Passage shown |

I can talk a lot quicker than I can write. I always thought about using dictation to increase productivity in writing code, but so far it hasn’t really been possible. Code is highly structured text which is really hard to dictate. Try dictating this:

swaymsg -t get_outputs | jq '.[] | {name, make, rect}'

With large language models this has changed, since they take inputs mostly in the form of textual descriptions, not unstructured text. This is much quicker to say than to type out.

This idea prompted me to hack together a tool for dictation under Linux, since I couldn’t find any good existing options. This has been made somewhat superfluous by GPT-4o, but I thought it was worth sharing nonetheless, even if it’s just to show how amazingly simple it is to put together things like this, these days.

Implementation

The architecture is very straightforward. There’s a flask app that I run at startup, which accepts a /state command telling you whether it’s currently recording or not. It also accepts /start and /end commands to start and end recordings. The /end command returns a json with a result field, containing the text which was said while recording.

There is a wrapper around that which starts recording if not already running, and stops recording otherwise. If it just stopped recording, it puts the transcribed text into my clipboard.

The text is recorded using pyaudio and transcribed using AI magic. Essentially:

import whisper
model = whisper.load_model('base.en')

# Do some plumbing to record audio in a separate thread
# ...

model = whisper.load_model('base.en')

result = model.transcribe(audio_recording_thread.get_audio())
return {'status': 'ok', 'result': result['text']}

The tricky bits were actually unrelated to AI. One thing was capturing the audio in a separate thread, so that it wouldn’t block the flask app’s worker thread. This was easily done using the threading module, no doubt because some brain-bending work done by PyAudio to evade the GIL:

import pyaudio
import threading

class AudioRecordingThread(threading.Thread):
    RATE = 16000
    CHUNKSIZE = int(RATE * 0.5)
    MAX_SECONDS = 120

    def __init__(self):
        super().__init__()
        self._stop_event = threading.Event()

    def run(self):
        def record_audio_chunk():
            data = stream.read(AudioRecordingThread.CHUNKSIZE)
            return np.frombuffer(data, dtype=np.float32)

        chunks = []
        p = pyaudio.PyAudio()
        stream = p.open(
            format=pyaudio.paFloat32,
            channels=1,
            rate=AudioRecordingThread.RATE,
            input=True,
            frames_per_buffer=AudioRecordingThread.CHUNKSIZE,
        )
        logging.info("Stared recording")
        for _ in range(int(AudioRecordingThread.MAX_SECONDS * AudioRecordingThread.RATE / AudioRecordingThread.CHUNKSIZE)):
            if self._stop_event.is_set():
                break
            chunks.append(record_audio_chunk())
        logging.info("Finished recording")

        stream.stop_stream()
        stream.close()

        self.audio = np.concatenate(chunks)

Parts of the exercise |
a – In the dictation post, which field of the JSON returned by the /end command contains the transcribed text?
b – Copy the part of the dictation post starting at "The architecture is" and ending at "said while recording.".

Data supplied |

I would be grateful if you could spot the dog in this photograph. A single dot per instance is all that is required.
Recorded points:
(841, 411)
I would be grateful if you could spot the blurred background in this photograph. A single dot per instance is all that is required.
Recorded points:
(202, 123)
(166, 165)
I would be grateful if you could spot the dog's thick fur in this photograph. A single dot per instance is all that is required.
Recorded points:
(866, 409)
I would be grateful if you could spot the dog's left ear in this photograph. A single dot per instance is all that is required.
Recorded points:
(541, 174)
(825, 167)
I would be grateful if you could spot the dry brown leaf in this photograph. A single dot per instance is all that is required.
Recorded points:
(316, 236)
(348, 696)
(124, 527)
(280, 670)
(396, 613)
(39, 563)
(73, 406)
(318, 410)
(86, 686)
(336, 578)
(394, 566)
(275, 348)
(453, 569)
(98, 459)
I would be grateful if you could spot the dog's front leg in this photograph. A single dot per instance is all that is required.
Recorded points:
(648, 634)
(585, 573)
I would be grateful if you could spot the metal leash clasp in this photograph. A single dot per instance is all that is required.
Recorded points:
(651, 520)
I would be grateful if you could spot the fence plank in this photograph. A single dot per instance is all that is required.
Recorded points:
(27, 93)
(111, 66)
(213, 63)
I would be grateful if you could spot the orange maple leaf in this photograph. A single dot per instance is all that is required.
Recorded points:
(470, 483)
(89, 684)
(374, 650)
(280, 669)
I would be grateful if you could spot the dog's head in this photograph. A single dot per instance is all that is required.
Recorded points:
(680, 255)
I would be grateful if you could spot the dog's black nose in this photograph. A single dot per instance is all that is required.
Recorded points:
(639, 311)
==
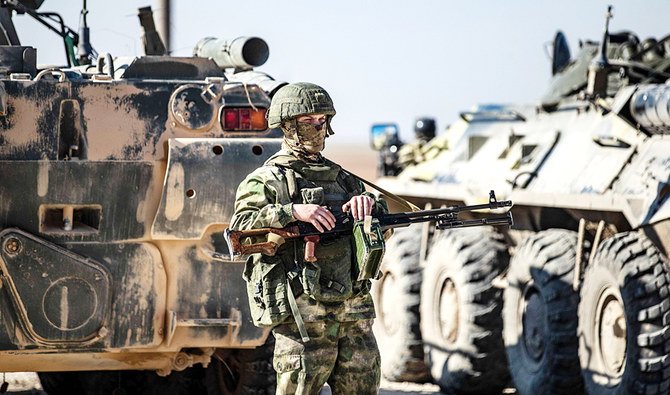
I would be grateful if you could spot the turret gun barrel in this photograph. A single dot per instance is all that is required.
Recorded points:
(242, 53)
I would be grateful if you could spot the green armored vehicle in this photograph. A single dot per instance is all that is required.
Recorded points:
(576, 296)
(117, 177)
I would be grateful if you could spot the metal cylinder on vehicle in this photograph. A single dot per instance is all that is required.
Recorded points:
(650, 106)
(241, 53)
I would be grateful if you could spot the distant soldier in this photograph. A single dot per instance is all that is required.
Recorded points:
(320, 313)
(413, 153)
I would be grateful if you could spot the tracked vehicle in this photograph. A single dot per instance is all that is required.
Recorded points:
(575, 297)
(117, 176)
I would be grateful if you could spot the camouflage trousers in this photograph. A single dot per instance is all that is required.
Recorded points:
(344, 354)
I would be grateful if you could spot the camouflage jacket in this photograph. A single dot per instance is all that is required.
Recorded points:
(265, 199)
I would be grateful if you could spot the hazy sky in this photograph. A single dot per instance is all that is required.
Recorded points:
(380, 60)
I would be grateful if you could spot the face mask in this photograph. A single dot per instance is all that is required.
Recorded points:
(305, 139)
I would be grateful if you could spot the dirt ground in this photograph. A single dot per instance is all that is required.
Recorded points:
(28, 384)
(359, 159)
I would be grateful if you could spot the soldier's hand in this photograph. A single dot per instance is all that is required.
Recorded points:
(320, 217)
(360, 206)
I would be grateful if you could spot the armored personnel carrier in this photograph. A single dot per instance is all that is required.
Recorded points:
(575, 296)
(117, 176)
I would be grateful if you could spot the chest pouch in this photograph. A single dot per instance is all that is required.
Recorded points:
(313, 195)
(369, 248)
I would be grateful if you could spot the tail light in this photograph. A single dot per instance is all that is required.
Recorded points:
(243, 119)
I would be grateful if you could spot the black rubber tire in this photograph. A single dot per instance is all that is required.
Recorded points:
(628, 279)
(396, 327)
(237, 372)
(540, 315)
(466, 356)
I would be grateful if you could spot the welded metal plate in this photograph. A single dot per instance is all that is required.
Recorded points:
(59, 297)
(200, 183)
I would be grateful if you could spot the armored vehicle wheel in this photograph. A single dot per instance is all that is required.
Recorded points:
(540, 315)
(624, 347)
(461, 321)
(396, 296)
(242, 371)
==
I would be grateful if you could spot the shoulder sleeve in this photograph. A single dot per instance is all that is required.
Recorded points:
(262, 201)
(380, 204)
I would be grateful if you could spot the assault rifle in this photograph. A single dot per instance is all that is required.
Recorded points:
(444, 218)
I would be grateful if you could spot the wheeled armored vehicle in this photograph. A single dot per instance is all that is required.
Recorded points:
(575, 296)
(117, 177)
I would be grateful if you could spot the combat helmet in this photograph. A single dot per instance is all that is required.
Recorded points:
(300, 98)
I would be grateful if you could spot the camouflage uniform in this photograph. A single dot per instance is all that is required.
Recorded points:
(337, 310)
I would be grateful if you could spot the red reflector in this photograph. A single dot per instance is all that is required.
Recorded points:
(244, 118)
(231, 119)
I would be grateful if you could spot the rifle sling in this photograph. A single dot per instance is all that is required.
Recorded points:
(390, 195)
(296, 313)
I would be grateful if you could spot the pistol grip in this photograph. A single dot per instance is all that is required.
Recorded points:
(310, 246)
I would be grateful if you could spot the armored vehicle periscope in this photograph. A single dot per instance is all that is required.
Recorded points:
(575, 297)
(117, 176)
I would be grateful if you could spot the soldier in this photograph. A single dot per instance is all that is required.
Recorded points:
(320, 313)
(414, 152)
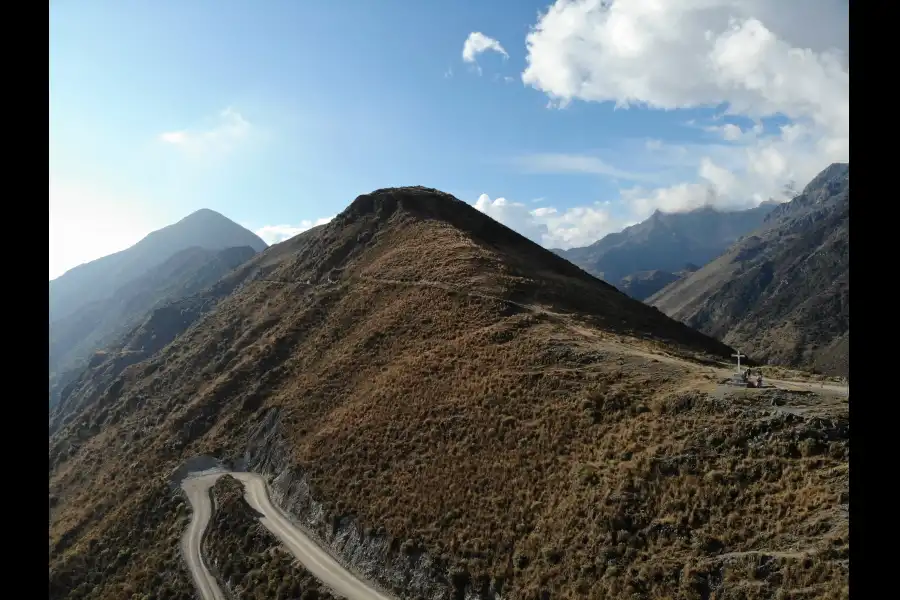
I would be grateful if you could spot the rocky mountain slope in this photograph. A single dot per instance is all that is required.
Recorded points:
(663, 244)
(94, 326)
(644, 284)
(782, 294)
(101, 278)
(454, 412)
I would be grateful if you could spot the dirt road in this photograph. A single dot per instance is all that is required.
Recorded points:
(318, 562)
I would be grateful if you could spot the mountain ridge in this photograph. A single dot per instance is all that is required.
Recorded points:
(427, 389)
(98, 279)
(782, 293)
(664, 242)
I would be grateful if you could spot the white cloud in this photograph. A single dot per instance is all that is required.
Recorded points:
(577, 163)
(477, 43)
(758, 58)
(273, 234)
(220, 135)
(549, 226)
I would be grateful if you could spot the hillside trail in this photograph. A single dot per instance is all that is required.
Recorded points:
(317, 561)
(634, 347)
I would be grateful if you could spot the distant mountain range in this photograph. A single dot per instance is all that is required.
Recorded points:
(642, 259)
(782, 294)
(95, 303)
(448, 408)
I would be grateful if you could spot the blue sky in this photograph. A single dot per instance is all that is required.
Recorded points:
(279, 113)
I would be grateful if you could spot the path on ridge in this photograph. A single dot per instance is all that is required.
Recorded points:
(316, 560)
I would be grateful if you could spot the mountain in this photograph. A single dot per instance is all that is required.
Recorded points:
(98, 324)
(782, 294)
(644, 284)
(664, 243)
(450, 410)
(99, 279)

Solution set |
a – The result field.

b –
The architecture is very straightforward. There’s a flask app that I run at startup, which accepts a /state command telling you whether it’s currently recording or not. It also accepts /start and /end commands to start and end recordings. The /end command returns a json with a result field, containing the text which was said while recording.